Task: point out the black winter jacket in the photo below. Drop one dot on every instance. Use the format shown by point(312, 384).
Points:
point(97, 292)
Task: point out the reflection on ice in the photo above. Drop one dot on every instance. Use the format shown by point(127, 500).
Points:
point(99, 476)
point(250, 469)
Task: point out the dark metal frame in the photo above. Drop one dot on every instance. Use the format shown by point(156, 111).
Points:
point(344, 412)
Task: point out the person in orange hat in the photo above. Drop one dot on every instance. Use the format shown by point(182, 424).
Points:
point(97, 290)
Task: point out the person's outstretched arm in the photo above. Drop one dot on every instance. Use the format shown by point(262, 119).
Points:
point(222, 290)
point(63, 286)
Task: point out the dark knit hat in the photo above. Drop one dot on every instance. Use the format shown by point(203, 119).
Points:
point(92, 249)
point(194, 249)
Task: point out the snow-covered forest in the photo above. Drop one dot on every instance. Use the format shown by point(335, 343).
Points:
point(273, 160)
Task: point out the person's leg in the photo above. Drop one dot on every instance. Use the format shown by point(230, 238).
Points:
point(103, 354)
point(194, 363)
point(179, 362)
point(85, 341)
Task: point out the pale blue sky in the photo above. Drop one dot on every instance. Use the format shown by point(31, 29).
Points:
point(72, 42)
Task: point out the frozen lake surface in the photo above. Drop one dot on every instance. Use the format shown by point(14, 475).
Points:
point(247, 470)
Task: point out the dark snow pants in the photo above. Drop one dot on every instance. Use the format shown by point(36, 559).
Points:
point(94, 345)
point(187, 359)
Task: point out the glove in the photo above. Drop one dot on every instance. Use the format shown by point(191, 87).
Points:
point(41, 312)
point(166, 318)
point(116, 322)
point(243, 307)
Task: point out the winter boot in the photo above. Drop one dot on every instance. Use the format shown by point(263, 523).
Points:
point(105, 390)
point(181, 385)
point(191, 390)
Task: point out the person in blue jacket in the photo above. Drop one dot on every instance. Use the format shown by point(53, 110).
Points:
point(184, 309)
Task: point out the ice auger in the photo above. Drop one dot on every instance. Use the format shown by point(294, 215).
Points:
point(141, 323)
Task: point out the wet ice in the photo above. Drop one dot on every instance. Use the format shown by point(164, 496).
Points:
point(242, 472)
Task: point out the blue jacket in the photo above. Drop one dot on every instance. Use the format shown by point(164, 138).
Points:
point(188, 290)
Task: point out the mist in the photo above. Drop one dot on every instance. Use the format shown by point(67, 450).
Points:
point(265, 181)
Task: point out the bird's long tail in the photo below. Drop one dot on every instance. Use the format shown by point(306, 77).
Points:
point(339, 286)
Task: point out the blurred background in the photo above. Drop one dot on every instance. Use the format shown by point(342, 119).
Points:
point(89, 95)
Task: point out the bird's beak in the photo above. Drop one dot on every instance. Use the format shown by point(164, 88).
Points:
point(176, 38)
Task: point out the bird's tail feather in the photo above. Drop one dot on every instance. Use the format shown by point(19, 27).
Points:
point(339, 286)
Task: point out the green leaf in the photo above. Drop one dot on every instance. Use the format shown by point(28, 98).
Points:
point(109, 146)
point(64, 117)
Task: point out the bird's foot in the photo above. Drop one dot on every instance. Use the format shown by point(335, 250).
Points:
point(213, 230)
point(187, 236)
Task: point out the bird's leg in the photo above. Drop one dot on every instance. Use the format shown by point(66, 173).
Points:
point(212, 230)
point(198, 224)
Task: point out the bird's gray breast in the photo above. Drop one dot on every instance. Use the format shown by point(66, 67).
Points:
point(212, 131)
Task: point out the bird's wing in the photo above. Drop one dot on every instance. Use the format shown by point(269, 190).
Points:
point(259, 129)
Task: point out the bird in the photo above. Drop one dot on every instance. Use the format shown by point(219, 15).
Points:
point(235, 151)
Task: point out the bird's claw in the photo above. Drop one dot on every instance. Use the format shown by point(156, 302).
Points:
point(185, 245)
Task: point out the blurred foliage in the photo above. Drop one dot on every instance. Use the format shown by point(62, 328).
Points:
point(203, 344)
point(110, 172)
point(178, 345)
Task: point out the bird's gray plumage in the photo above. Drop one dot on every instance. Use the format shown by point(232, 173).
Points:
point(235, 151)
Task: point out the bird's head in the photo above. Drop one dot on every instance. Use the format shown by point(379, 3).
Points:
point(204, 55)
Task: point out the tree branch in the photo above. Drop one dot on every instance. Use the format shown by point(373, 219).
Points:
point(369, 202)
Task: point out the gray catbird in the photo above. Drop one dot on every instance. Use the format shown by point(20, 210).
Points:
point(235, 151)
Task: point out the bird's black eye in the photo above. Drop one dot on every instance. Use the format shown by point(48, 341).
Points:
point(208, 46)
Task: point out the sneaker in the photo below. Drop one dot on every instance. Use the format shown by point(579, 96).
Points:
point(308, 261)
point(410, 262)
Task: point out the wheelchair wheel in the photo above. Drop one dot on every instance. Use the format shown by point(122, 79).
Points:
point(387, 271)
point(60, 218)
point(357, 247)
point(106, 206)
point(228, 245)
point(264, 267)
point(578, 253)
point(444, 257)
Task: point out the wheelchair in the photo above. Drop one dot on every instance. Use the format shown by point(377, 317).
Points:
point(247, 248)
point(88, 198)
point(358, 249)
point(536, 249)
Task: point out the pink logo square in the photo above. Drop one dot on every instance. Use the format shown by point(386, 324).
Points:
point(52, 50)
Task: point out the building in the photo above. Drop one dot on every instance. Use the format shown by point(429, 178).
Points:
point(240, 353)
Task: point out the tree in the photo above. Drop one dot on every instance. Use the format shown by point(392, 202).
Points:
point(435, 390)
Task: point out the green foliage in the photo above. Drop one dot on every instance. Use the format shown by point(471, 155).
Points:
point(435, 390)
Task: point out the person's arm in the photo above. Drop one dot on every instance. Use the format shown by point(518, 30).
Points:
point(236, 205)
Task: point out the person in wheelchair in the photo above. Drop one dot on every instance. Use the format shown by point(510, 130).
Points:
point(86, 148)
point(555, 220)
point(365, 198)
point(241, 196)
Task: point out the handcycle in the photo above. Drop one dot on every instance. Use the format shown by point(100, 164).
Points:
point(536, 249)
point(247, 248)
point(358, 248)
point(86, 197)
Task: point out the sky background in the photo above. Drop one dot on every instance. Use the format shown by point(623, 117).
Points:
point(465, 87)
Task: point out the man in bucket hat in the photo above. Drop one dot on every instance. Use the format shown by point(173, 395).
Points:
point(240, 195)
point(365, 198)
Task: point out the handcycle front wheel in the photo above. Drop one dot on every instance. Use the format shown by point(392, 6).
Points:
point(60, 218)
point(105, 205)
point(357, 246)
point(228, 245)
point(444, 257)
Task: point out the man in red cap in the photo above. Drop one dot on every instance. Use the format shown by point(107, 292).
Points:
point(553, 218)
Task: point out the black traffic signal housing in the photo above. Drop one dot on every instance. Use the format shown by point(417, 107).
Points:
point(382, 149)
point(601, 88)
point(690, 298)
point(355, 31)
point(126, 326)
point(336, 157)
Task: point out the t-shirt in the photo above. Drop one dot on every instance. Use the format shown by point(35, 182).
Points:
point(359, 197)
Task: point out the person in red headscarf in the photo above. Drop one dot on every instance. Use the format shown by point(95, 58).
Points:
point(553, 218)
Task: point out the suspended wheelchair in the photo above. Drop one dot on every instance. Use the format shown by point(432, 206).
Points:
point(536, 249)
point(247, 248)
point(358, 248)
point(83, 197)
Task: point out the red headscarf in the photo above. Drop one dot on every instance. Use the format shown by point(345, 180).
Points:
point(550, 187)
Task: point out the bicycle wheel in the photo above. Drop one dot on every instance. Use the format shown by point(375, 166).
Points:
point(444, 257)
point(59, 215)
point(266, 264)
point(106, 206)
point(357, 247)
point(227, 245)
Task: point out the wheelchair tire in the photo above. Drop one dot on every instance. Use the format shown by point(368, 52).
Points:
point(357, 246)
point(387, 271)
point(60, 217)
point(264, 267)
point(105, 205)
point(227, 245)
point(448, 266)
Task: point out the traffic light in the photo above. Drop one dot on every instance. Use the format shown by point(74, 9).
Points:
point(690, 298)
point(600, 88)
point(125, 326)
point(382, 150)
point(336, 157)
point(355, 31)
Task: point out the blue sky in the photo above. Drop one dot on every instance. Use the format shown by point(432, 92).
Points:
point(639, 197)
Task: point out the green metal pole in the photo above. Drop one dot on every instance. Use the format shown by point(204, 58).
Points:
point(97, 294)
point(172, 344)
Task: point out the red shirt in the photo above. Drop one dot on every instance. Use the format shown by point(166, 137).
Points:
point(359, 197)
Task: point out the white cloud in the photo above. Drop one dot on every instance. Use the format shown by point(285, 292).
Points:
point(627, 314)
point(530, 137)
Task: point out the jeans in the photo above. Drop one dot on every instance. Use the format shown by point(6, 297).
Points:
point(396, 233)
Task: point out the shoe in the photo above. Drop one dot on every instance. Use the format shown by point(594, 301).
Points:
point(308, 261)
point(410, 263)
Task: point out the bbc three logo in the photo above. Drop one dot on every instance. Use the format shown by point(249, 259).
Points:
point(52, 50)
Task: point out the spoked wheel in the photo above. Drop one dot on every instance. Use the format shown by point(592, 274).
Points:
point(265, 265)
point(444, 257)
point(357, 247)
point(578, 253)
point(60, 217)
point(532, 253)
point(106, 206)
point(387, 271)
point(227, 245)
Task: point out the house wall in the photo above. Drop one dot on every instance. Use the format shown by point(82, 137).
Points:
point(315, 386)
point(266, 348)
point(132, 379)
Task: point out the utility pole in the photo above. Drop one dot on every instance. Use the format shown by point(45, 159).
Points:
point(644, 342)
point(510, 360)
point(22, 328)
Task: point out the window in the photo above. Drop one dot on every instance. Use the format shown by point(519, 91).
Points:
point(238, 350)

:: WORK ITEM ::
Search the listing above for the lines with "Task: point out the jeans" and "Task: point out the bbc", then output those lines and all lines between them exactly.

:: ANSWER AREA ::
Task: point out the jeans in the photo above. Drop one dot on every instance. Use the format shown by point(6, 297).
Points:
point(396, 233)
Task: point out the shoe in the photo above. Drop one dot on every instance. Use the format shown by point(594, 301).
Points:
point(308, 261)
point(410, 263)
Task: point out the bbc three logo in the photo above. Drop one dot on every instance. Use the format shown by point(249, 259).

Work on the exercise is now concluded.